## Your objective
Word for word, write out the entries that follow, omitting all pictures.

- Opening Delimiter -

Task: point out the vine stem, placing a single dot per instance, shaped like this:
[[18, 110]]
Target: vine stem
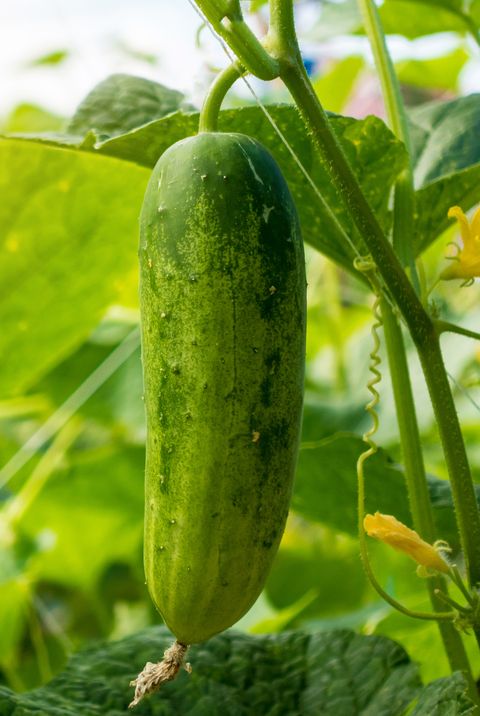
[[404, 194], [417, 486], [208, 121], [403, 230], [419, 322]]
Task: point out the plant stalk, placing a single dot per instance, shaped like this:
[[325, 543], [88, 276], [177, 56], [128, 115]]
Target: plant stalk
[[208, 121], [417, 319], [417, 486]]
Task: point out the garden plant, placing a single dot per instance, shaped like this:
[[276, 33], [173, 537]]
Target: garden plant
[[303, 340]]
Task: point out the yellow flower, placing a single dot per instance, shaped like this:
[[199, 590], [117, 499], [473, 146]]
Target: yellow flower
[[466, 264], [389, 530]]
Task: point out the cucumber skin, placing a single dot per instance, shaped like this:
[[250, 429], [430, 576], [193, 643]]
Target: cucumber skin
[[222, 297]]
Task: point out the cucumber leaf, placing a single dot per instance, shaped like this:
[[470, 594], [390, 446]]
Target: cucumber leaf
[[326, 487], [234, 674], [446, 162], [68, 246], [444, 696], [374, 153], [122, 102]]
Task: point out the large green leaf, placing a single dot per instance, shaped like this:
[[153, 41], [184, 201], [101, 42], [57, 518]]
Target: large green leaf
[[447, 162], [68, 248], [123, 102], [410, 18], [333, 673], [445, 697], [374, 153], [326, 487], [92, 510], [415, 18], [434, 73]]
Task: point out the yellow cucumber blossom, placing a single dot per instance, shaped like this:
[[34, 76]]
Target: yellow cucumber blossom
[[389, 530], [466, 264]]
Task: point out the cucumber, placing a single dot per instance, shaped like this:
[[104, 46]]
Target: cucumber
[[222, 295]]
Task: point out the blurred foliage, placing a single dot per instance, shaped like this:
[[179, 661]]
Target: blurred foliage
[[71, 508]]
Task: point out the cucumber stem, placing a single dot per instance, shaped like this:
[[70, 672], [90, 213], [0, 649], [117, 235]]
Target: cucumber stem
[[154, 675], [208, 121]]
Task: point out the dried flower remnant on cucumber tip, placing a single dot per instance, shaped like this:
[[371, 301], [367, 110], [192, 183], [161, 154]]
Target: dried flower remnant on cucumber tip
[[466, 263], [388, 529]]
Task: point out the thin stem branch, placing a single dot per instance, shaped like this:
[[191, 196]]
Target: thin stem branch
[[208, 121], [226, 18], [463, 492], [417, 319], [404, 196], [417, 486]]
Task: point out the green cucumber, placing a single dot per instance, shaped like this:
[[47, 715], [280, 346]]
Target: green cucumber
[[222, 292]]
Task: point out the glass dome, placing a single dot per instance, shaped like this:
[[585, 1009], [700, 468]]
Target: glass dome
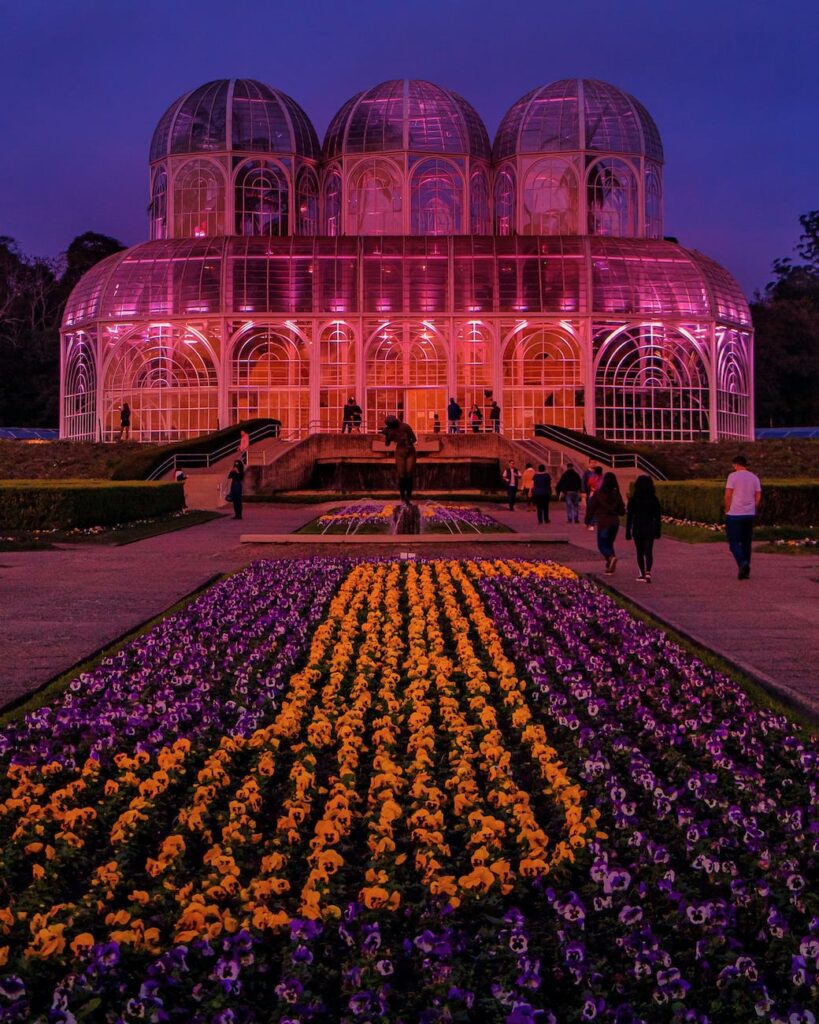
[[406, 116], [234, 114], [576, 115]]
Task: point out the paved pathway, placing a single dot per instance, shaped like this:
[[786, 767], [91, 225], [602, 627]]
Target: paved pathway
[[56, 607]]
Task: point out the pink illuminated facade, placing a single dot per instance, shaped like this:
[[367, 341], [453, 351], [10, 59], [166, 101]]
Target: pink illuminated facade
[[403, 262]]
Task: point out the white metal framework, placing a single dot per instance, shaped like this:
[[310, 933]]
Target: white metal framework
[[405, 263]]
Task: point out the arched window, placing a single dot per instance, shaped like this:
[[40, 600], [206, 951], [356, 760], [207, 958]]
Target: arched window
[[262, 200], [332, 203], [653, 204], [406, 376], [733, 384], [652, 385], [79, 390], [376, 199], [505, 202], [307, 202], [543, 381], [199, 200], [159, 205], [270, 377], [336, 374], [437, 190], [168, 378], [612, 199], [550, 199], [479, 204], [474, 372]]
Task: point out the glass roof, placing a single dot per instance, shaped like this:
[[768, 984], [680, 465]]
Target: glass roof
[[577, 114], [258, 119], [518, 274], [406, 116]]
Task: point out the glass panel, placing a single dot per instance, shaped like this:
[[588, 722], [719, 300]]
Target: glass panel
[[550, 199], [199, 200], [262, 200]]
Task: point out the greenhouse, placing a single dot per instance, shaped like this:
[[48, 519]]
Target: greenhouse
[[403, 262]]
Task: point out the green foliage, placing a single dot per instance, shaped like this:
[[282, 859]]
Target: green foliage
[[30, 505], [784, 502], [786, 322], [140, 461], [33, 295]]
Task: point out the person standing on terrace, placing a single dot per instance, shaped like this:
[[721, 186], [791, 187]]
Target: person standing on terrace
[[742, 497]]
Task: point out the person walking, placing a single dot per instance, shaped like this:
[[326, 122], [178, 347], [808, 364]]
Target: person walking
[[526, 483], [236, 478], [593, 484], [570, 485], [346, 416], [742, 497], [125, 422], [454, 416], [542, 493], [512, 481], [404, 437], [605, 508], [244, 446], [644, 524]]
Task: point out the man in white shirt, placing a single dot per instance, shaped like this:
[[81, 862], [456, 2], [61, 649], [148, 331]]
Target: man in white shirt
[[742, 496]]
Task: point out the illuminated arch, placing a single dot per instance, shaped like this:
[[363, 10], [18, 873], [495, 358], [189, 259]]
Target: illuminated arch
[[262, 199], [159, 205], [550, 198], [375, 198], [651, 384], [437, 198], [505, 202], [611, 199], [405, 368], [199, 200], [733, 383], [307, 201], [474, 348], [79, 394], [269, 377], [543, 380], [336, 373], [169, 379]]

- Closing Delimiter -

## Task output
Task: point out the vine stem, placing a single dot per instance, shaped like this:
[[18, 110]]
Target: vine stem
[[404, 194], [417, 486], [208, 121], [403, 230], [419, 322]]
Task: point out the plant stalk, placing a single dot per instance, shaped like this:
[[325, 543], [88, 276], [177, 56], [128, 115]]
Target: plant stalk
[[208, 121], [417, 319], [417, 486]]
Task: point out the garden plant, placing a single dot per instance, shaped like this:
[[276, 33], [173, 537]]
Target: garden plant
[[303, 340]]
Task: point out the yellow flower, placing a single dot per instance, shaped like this:
[[199, 590], [117, 499], [473, 146]]
Target: yellow flower
[[466, 264], [389, 530]]
Task: point out the cucumber skin, placing a single dot per instance, shaped like this:
[[250, 429], [430, 576], [193, 643]]
Target: cucumber skin
[[222, 297]]
Task: point out the cucumber leaf, placing a single dot per instance, shaped like this:
[[470, 594], [390, 446]]
Target: cucumber leaf
[[326, 487], [234, 674], [446, 162], [68, 246], [444, 696], [374, 153], [122, 102]]
Task: point out the large green leaf, placing a single dot per instance, shaped like this:
[[153, 41], [184, 201], [101, 42], [57, 518]]
Target: large green leaf
[[447, 162], [68, 248], [123, 102], [410, 18], [333, 673], [445, 697], [374, 153], [326, 487], [92, 510], [415, 18], [434, 73]]
Task: point out the yellow cucumber blossom, placing a single dot per instance, shaped like this:
[[34, 76]]
Target: yellow cucumber blossom
[[389, 530], [466, 264]]
Task: point out the cucumber, placing a single dot per instance, shaped like this:
[[104, 46]]
Target: cucumber
[[222, 295]]
Task: point out the blurred foliage, placing a single dot per instance, shaped like this:
[[179, 661]]
Target: blurred foliage
[[71, 508]]
Task: point out the cucumber stem, placing a single dot per instance, shaped like this:
[[70, 672], [90, 213], [0, 649], [117, 235]]
Target: cucumber stem
[[154, 675], [208, 121]]
Task: point out the dried flower remnant on cucumber tip, placing a single dot per instance, shaped like this:
[[371, 301], [367, 110], [192, 183], [161, 154]]
Target: dried flower remnant on cucumber tip
[[466, 263], [388, 529]]
Task: point out the thin stem branch, placing a single dot per instance, shaped like this:
[[191, 196]]
Target: thin stem branch
[[208, 121], [226, 18], [463, 492], [417, 319], [404, 196], [417, 486]]
Task: point out the green cucumber, placing a single dot per instance, shaped like this:
[[47, 715], [280, 346]]
Target: green cucumber
[[222, 292]]
Task: point out the glass dome, placing a single dot per instance, shaped like this:
[[585, 1009], [700, 468]]
Target: glass dome
[[406, 116], [234, 114], [576, 115]]
Task: point out the paved pathway, placing a single dot per instance, shaped like this:
[[786, 767], [91, 225], [602, 627]]
Target: paved pathway
[[56, 607]]
Task: point out the pink illuminated facade, placing a single dot per instance, shaped like this:
[[367, 341], [453, 351], [10, 59], [166, 101]]
Target: pink illuminated facade
[[403, 262]]
Task: point out the white metal framework, placing a single dot per instance, shaped like this:
[[310, 933]]
Target: white metal framework
[[405, 263]]
Task: point out the arched window, placing a single dot per instance, shaped like this:
[[40, 600], [206, 951], [356, 760], [207, 958]]
Target: arched window
[[262, 200], [332, 203], [653, 204], [406, 376], [733, 384], [652, 385], [79, 390], [376, 199], [505, 202], [307, 202], [543, 381], [199, 200], [159, 205], [270, 377], [336, 374], [437, 190], [168, 378], [612, 199], [550, 199], [479, 204], [474, 372]]
Task: point out the glass roof, placing a single dot per instance, shaped like this:
[[768, 984], [680, 465]]
Target: glass roof
[[577, 114], [258, 119], [518, 274], [406, 116]]
Task: point out the glass panel, placing a single dot per instance, shaped like this:
[[588, 722], [719, 300]]
Target: glass panel
[[550, 199], [199, 200], [262, 200]]
Task: point out the greenhouse, placing a single dot per instance, shaped like this:
[[48, 519]]
Target: greenhouse
[[403, 262]]
Task: point out the green foliage, placing a single dot per instance, shaped like this:
[[282, 859]]
Target: green foliage
[[30, 505], [784, 502], [786, 322], [140, 461], [33, 295]]
Task: point out the person standing on terrace, placing a single dot per instance, shaped like this:
[[721, 186], [791, 187]]
Target: person standing on terrace
[[742, 497]]
Task: point out the person walking, placing a single dot per instance, shaped like this:
[[326, 122], [178, 347], [808, 364]]
Target: person walking
[[526, 483], [236, 478], [593, 484], [570, 485], [346, 416], [742, 497], [125, 422], [454, 416], [542, 493], [512, 481], [404, 437], [605, 508], [244, 446], [644, 524]]
Task: point out the man in white shirt, placing a single dot per instance, shaped like this:
[[81, 862], [456, 2], [61, 649], [148, 331]]
Target: man in white shirt
[[742, 496]]
Task: point out the illuminated arch, placing a single dot per instance, shaped like this:
[[363, 10], [18, 873], [495, 358], [189, 259]]
Target: illuminated arch
[[262, 199], [159, 205], [550, 198], [375, 198], [651, 384], [437, 198], [505, 202], [611, 199], [405, 368], [199, 200], [733, 383], [307, 201], [474, 348], [79, 394], [269, 377], [543, 380], [336, 373], [169, 379]]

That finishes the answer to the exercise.